Extrait cité:
---+---
Ces dernières années les réseaux sociaux nous avons remarqué pour le décrier la montée des discours haineux et la diffusion à grande échelle des fakes News, qui sont des actes clairement inciviques. Face à ce problème le département Ministériel dont j’ai la charge a multiplié des campagnes de sensibilisation pour le civisme et l’utilisation responsable des réseaux sociaux. Nous pouvons citer ainsi la e-Campagne contre les discours de Haine sur les plateformes digitales et numériques dénommée « Appel au Civisme » qui se déroule tout au long de l’Année. A l’actif de cette campagne nous avons formé des pairs éducateurs et des jeunes sur tout le territoire national afin que ces derniers en retour puissent être des ambassadeurs du civisme auprès de leurs congénères. Ce sont ce que nous appelons les « Patriotes des réseaux sociaux ». En effet, la « e-campagne » est opérationnalisée à travers ces tuteurs formés pour se déployer dans les réseaux sociaux et sur toutes les plateformes dynamiques afin de recadrer et de conseiller les jeunes qui sont sujets à des contenus inciviques, violents, pervers et immoraux postés sur la toile par des « influenceurs négatifs ».
Cette intervention est fonction des thématiques proposées par les tuteurs du MINJEC qui portent sur des questions actuelles et préoccupantes de la société, afin de susciter des débats constructifs sur la toile et surtout d’apporter la bonne information en inculquant des valeurs qui portent sur l’utilisation responsable des réseaux sociaux.
Aussi, parlant d’influenceurs, au regard de l’ampleur de ce phénomène avec ceux qui publient des mauvais contenus, le MINJEC a mis sur pied un processus de désignation et d’implication des Ambassadeurs PRONEC-REAMORCE composés des personnalités, artistes et autres stars, ayant eu à s’identifier positivement dans la société. Leurs rôles consistent à être de modèles positifs pour les jeunes à travers des conseils et des échanges pour un meilleur accompagnement dans une citoyenneté active. Nous allons plus loin en orientant les jeunes vers une utilisation judicieuse des Réseaux Sociaux via notamment le Programme Youth Connekt Cameroon, qui permet d’interconnecter les jeunes entre eux mais aussi de les connecter aux rôles modèles et aux opportunités d’insertion socio-économique mis à leur disposition par les pouvoirs publics et les partenaires au développement.
---+---
Données fournies:
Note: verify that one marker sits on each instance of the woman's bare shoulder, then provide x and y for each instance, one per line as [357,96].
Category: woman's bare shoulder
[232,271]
---+---
Travail à faire:
A) Traduisez en anglais cette phrase de l'extrait cité : « Face à ce problème le département Ministériel dont j’ai la charge a multiplié des campagnes de sensibilisation pour le civisme et l’utilisation responsable des réseaux sociaux. »
B) Répondez aux questions suivantes à partir de l'extrait cité.
(i) Quel nom porte la e-campagne contre les discours de haine sur les plateformes digitales et numériques ?
(ii) Par qui sont proposées les thématiques qui orientent l'intervention sur la toile ?
(iii) Par quel programme le MINJEC oriente-t-il les jeunes vers une utilisation judicieuse des réseaux sociaux ?

Solutions proposées:
A) Faced with this problem, the ministerial department I am in charge of has stepped up awareness campaigns promoting civic-mindedness and the responsible use of social media.

B)
(i) Elle s'appelle « Appel au Civisme ».
(ii) Elles sont proposées par les tuteurs du MINJEC.
(iii) Il le fait notamment par le Programme Youth Connekt Cameroon.